• _TASK REQUIREMENTS_: Can you write out the records again, from the line with "target | chest pocket with flap" through the end of the records, changing "chest pocket" to "breast pocket" and leaving everything else unchanged?

• _DATA FOR THIS TASK_:
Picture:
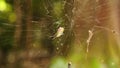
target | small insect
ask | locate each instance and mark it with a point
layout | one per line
(59, 32)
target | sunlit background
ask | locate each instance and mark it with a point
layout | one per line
(59, 33)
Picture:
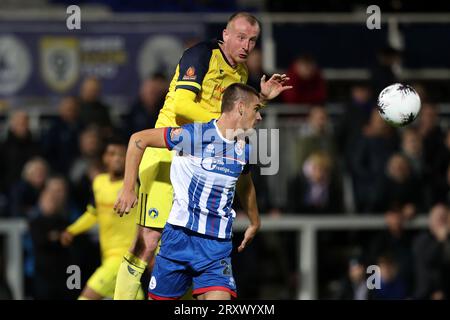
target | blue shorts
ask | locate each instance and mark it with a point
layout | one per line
(188, 258)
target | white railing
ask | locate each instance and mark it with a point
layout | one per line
(305, 226)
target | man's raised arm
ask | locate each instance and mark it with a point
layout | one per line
(138, 142)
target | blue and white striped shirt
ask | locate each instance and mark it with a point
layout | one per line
(204, 174)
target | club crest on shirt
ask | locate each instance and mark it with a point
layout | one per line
(175, 133)
(152, 283)
(190, 74)
(239, 147)
(153, 213)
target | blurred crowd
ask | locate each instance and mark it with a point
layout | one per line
(46, 178)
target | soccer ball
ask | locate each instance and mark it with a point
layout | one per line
(398, 104)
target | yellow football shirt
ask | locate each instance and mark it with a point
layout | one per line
(204, 70)
(116, 233)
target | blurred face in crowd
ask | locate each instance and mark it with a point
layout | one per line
(69, 109)
(90, 90)
(356, 272)
(438, 217)
(152, 91)
(35, 173)
(254, 62)
(398, 168)
(19, 124)
(411, 143)
(394, 220)
(318, 118)
(239, 39)
(114, 159)
(90, 143)
(305, 68)
(317, 168)
(428, 117)
(58, 188)
(47, 204)
(361, 94)
(388, 269)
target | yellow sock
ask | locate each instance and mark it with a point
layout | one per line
(128, 282)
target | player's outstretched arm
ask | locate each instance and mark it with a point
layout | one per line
(138, 142)
(186, 107)
(271, 88)
(247, 195)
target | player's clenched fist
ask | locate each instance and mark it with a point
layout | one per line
(127, 199)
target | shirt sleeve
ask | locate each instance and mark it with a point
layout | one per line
(193, 66)
(180, 139)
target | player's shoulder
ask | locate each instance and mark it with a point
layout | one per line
(202, 49)
(100, 180)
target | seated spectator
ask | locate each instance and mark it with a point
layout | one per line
(92, 109)
(432, 137)
(354, 285)
(144, 112)
(18, 147)
(86, 166)
(315, 190)
(368, 160)
(441, 189)
(432, 257)
(60, 141)
(395, 240)
(25, 193)
(400, 187)
(356, 116)
(387, 70)
(392, 285)
(316, 135)
(308, 82)
(51, 259)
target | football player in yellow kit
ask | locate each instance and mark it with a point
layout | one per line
(195, 93)
(116, 234)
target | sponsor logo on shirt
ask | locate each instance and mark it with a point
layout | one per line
(190, 74)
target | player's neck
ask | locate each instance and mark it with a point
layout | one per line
(226, 127)
(230, 61)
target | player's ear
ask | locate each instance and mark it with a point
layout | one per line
(225, 34)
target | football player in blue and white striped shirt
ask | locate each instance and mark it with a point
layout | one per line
(210, 165)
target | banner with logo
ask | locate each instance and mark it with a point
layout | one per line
(45, 59)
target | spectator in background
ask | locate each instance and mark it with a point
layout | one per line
(432, 137)
(60, 141)
(51, 259)
(432, 257)
(412, 150)
(315, 136)
(86, 166)
(397, 242)
(368, 161)
(392, 284)
(387, 70)
(309, 86)
(398, 186)
(355, 117)
(255, 69)
(354, 285)
(315, 190)
(25, 193)
(92, 109)
(18, 147)
(144, 112)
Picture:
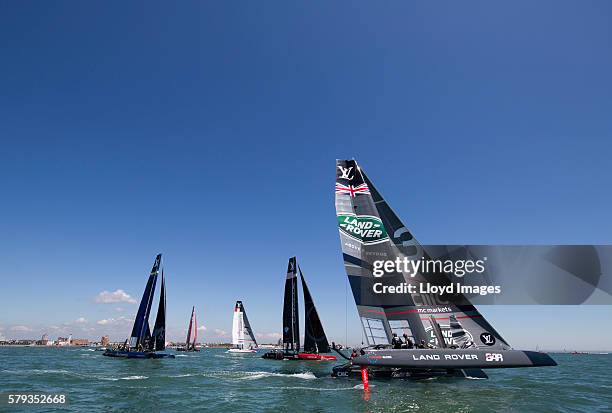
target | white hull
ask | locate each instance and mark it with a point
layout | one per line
(238, 350)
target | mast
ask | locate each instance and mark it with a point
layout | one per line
(242, 334)
(195, 329)
(315, 340)
(159, 329)
(291, 326)
(248, 335)
(370, 231)
(188, 341)
(140, 331)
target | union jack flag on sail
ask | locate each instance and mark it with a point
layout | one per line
(352, 190)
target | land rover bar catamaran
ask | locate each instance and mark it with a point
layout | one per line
(408, 335)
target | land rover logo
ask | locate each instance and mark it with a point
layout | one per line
(366, 229)
(487, 339)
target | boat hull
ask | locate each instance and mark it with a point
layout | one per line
(315, 356)
(453, 359)
(353, 371)
(136, 354)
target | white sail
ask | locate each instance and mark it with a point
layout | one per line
(242, 335)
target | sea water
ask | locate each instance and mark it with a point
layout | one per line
(214, 380)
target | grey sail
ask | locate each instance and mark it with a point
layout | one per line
(315, 340)
(371, 231)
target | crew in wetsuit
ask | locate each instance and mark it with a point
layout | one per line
(396, 342)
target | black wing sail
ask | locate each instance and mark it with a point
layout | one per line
(291, 326)
(188, 340)
(141, 330)
(315, 340)
(371, 231)
(159, 330)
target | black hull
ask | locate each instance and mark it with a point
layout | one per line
(445, 359)
(136, 354)
(351, 371)
(280, 355)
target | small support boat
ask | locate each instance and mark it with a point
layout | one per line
(243, 338)
(193, 329)
(142, 344)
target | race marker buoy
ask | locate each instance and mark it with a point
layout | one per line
(364, 378)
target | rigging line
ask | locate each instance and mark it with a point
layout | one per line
(346, 313)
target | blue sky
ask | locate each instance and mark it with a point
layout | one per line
(208, 131)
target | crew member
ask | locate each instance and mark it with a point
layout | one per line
(396, 342)
(407, 342)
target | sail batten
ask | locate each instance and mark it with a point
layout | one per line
(315, 340)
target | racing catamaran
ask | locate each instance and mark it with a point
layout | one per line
(243, 338)
(441, 337)
(315, 340)
(192, 333)
(143, 344)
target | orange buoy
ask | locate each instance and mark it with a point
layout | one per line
(364, 378)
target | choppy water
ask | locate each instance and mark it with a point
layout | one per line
(217, 381)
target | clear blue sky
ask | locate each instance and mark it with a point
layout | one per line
(208, 131)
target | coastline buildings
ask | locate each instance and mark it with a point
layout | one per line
(44, 341)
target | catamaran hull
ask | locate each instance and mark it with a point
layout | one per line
(353, 371)
(443, 359)
(279, 355)
(136, 354)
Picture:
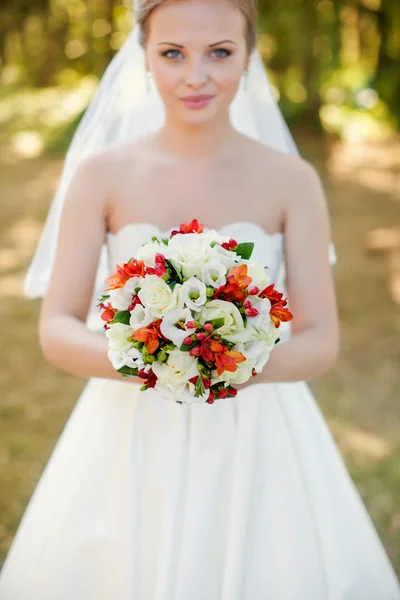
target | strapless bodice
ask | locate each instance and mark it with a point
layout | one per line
(268, 248)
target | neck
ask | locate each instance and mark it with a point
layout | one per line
(212, 139)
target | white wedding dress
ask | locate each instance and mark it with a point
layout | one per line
(147, 499)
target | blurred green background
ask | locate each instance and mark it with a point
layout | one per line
(335, 71)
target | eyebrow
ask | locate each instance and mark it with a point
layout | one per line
(210, 45)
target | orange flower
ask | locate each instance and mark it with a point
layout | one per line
(228, 361)
(229, 293)
(273, 295)
(238, 276)
(125, 272)
(193, 227)
(278, 313)
(108, 313)
(150, 335)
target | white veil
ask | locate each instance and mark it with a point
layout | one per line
(122, 108)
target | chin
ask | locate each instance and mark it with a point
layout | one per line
(203, 116)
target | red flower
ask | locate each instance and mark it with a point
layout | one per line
(135, 301)
(108, 314)
(150, 378)
(228, 361)
(229, 293)
(230, 244)
(125, 272)
(238, 276)
(278, 311)
(193, 227)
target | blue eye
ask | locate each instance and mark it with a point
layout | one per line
(172, 53)
(222, 52)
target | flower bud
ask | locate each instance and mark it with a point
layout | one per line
(211, 398)
(254, 290)
(210, 292)
(251, 312)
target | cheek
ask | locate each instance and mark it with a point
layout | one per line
(166, 77)
(228, 77)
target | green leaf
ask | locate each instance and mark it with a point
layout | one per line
(218, 322)
(127, 371)
(123, 316)
(245, 249)
(103, 298)
(174, 270)
(185, 348)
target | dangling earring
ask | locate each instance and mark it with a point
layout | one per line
(246, 80)
(148, 81)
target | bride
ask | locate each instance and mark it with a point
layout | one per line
(144, 498)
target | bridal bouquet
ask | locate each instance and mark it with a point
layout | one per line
(192, 315)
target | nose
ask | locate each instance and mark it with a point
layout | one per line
(196, 74)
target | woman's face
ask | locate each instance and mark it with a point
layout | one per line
(197, 53)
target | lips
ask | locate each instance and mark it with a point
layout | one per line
(198, 101)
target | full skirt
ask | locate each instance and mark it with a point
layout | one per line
(245, 499)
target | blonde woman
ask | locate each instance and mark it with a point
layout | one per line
(143, 498)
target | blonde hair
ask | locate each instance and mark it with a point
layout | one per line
(249, 8)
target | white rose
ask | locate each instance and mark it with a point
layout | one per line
(132, 358)
(140, 317)
(156, 296)
(173, 376)
(214, 268)
(189, 252)
(233, 328)
(147, 252)
(257, 355)
(169, 329)
(262, 323)
(192, 286)
(258, 274)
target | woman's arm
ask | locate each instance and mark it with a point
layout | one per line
(65, 340)
(314, 345)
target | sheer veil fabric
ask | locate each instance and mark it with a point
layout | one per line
(123, 108)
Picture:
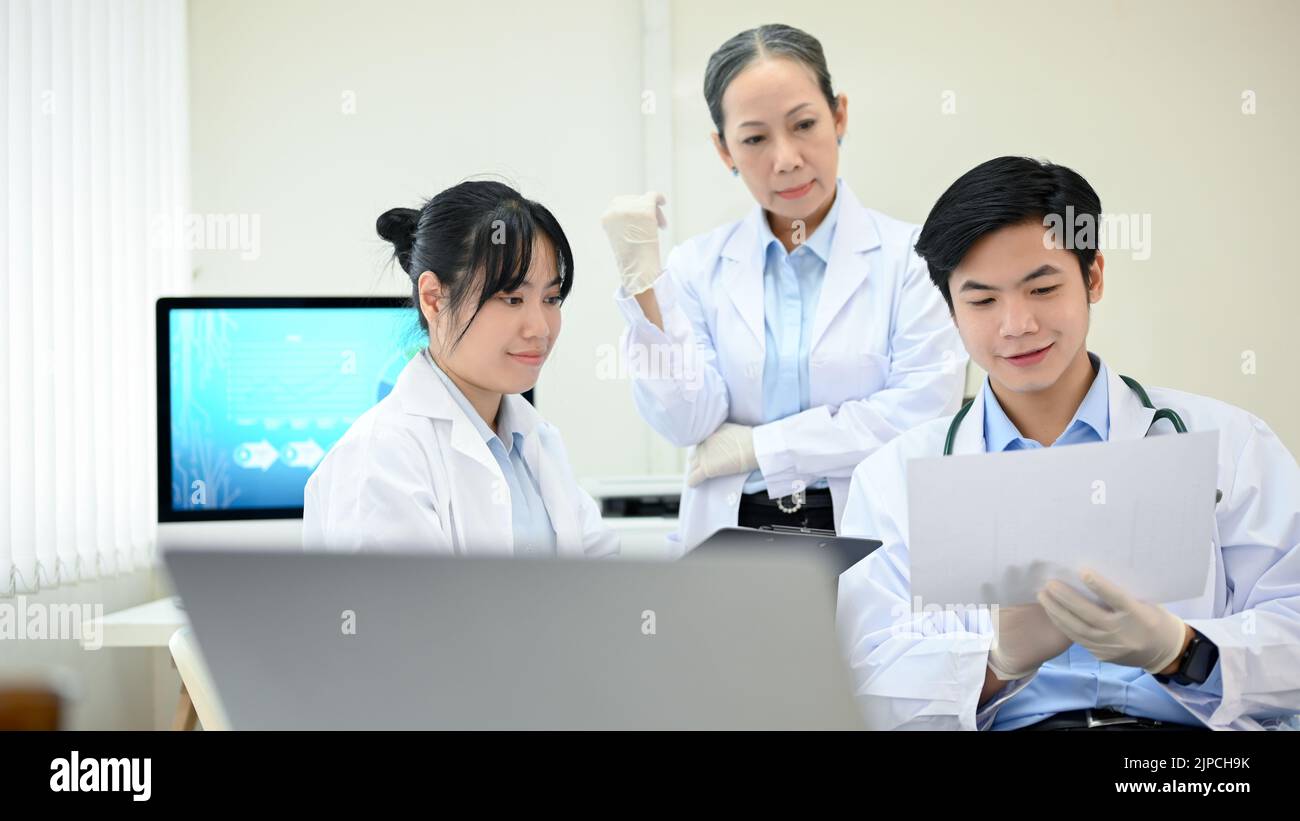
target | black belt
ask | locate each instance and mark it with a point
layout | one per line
(817, 498)
(1105, 719)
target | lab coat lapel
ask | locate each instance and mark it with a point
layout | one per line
(742, 274)
(554, 483)
(854, 235)
(480, 521)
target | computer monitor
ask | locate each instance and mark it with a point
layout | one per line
(252, 392)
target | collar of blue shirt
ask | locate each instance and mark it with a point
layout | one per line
(1091, 420)
(820, 240)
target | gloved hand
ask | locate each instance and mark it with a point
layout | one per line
(632, 224)
(1023, 638)
(1123, 631)
(728, 450)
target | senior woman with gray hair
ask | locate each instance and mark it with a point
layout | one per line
(788, 346)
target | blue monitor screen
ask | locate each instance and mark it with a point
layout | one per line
(258, 395)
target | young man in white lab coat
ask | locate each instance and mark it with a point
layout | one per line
(1229, 659)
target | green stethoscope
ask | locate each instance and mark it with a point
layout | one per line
(1161, 413)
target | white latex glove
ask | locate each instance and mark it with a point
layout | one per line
(1125, 630)
(728, 450)
(1023, 638)
(632, 224)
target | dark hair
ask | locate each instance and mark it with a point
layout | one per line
(746, 47)
(997, 194)
(477, 226)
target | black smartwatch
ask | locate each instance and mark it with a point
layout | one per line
(1195, 664)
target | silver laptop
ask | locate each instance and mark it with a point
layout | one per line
(404, 641)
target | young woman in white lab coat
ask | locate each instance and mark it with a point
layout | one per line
(454, 460)
(1226, 659)
(787, 346)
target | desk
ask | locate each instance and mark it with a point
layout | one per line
(144, 625)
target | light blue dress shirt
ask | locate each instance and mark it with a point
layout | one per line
(792, 283)
(1077, 680)
(534, 535)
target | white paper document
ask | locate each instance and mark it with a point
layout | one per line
(993, 528)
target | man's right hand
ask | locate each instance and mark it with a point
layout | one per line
(1023, 638)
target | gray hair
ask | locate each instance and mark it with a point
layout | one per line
(746, 47)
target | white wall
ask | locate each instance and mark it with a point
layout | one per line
(1144, 99)
(546, 95)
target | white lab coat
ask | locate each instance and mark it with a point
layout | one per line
(414, 473)
(884, 357)
(910, 676)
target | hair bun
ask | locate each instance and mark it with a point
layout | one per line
(397, 225)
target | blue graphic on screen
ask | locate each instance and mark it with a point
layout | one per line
(260, 394)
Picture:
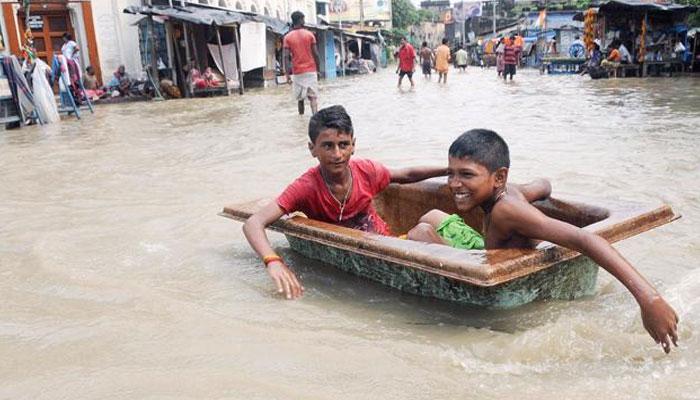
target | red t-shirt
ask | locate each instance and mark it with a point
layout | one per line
(299, 42)
(406, 57)
(310, 195)
(510, 54)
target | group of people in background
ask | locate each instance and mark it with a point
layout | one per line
(429, 60)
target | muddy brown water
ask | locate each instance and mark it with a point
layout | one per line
(118, 279)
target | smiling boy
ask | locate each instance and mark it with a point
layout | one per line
(339, 190)
(478, 166)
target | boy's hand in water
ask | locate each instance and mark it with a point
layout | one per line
(285, 280)
(660, 321)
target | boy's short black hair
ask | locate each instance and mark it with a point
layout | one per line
(484, 146)
(330, 117)
(297, 16)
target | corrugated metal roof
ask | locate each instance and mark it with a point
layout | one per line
(645, 5)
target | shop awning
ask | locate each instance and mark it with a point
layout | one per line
(644, 5)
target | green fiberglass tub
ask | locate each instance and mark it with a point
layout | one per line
(490, 278)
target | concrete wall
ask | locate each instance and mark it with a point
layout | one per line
(117, 37)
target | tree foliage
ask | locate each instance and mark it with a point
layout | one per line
(405, 14)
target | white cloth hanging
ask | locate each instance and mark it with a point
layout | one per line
(44, 100)
(229, 61)
(253, 46)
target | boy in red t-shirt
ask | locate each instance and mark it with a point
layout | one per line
(339, 190)
(299, 44)
(407, 58)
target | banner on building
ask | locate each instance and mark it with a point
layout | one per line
(349, 10)
(463, 10)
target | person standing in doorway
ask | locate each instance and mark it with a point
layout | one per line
(442, 61)
(70, 48)
(300, 48)
(462, 58)
(407, 59)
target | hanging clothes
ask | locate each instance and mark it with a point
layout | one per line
(229, 61)
(21, 93)
(43, 93)
(253, 46)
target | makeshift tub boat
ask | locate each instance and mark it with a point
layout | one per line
(502, 278)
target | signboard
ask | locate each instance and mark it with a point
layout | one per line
(36, 22)
(349, 10)
(463, 10)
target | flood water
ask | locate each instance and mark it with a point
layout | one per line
(118, 280)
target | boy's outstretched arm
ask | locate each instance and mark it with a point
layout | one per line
(254, 230)
(659, 319)
(415, 174)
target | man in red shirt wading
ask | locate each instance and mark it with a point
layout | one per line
(407, 56)
(339, 190)
(300, 45)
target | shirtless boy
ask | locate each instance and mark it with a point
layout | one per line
(478, 166)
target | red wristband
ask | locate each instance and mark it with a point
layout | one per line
(271, 258)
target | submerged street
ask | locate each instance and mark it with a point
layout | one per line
(119, 279)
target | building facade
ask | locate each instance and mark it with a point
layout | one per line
(106, 37)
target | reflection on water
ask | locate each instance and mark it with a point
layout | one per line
(119, 280)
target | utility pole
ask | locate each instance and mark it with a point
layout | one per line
(494, 18)
(362, 13)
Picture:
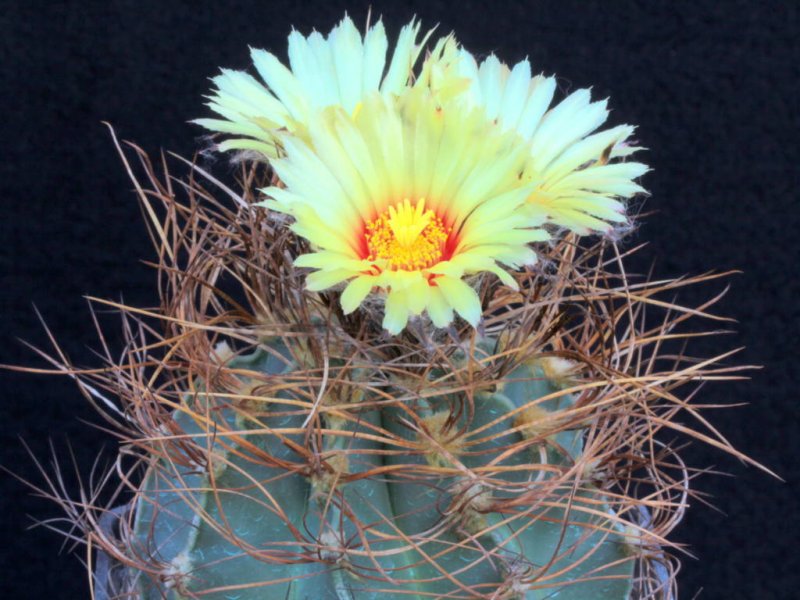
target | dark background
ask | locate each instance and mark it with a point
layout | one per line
(712, 85)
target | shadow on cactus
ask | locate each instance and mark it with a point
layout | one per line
(283, 449)
(363, 381)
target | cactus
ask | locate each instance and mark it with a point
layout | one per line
(428, 528)
(369, 377)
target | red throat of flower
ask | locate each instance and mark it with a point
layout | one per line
(408, 237)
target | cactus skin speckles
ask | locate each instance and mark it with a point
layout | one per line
(414, 500)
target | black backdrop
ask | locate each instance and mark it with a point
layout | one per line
(713, 86)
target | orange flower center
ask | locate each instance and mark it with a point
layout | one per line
(409, 237)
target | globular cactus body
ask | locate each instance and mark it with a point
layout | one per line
(431, 496)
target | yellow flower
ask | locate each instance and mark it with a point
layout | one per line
(339, 70)
(407, 198)
(578, 178)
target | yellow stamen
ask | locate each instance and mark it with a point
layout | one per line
(409, 237)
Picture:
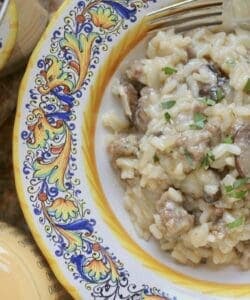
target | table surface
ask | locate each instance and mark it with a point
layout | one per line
(10, 210)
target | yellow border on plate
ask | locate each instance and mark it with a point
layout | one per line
(12, 19)
(116, 55)
(89, 126)
(16, 160)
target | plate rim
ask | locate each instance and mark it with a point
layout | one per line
(18, 181)
(53, 263)
(7, 48)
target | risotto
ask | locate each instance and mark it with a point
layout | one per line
(182, 151)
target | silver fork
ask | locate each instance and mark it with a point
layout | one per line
(186, 15)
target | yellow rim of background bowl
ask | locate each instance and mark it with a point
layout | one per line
(88, 130)
(8, 45)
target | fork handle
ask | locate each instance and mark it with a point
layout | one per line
(236, 13)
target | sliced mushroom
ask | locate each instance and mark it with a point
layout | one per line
(211, 198)
(220, 89)
(242, 139)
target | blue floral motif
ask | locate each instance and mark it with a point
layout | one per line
(50, 138)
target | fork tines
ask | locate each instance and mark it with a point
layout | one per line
(186, 15)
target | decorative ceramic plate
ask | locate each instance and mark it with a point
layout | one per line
(69, 194)
(8, 31)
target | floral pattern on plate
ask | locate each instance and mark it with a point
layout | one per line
(50, 162)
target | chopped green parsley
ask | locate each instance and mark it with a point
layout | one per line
(169, 70)
(247, 87)
(207, 160)
(199, 121)
(168, 104)
(238, 222)
(167, 117)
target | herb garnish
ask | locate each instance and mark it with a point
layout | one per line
(169, 70)
(168, 104)
(207, 160)
(188, 157)
(156, 158)
(236, 223)
(199, 121)
(247, 87)
(228, 140)
(219, 94)
(167, 117)
(208, 101)
(234, 190)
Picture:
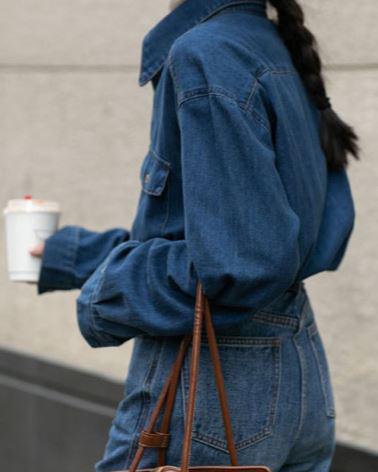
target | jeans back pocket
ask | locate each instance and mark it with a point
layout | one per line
(251, 369)
(323, 369)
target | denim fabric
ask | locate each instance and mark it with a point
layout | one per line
(234, 186)
(278, 386)
(235, 192)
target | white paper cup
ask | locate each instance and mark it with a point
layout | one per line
(28, 222)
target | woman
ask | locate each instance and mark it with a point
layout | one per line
(244, 186)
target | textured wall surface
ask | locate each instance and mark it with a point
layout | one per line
(74, 127)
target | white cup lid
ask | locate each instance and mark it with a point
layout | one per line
(29, 204)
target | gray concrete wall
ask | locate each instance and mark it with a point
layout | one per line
(74, 127)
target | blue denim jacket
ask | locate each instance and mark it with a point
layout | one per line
(234, 186)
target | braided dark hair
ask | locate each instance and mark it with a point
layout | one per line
(338, 139)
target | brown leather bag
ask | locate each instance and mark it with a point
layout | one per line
(160, 439)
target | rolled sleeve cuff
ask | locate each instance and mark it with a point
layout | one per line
(58, 261)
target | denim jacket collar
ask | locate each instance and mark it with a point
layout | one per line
(159, 39)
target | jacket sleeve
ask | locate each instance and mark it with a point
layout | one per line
(241, 236)
(72, 254)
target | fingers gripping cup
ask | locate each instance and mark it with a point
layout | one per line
(28, 222)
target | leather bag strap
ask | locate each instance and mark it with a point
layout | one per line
(202, 316)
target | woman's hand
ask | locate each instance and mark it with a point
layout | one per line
(37, 251)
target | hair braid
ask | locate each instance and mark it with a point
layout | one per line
(338, 139)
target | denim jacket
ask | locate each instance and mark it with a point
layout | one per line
(235, 189)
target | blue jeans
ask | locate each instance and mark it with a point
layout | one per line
(278, 387)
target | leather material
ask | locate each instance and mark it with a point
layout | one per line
(157, 439)
(160, 439)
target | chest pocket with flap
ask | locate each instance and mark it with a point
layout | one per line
(154, 174)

• _FULL ANSWER_:
target | breast pocket with flap
ask | locate each instance and mark it with a point
layout | one per line
(154, 174)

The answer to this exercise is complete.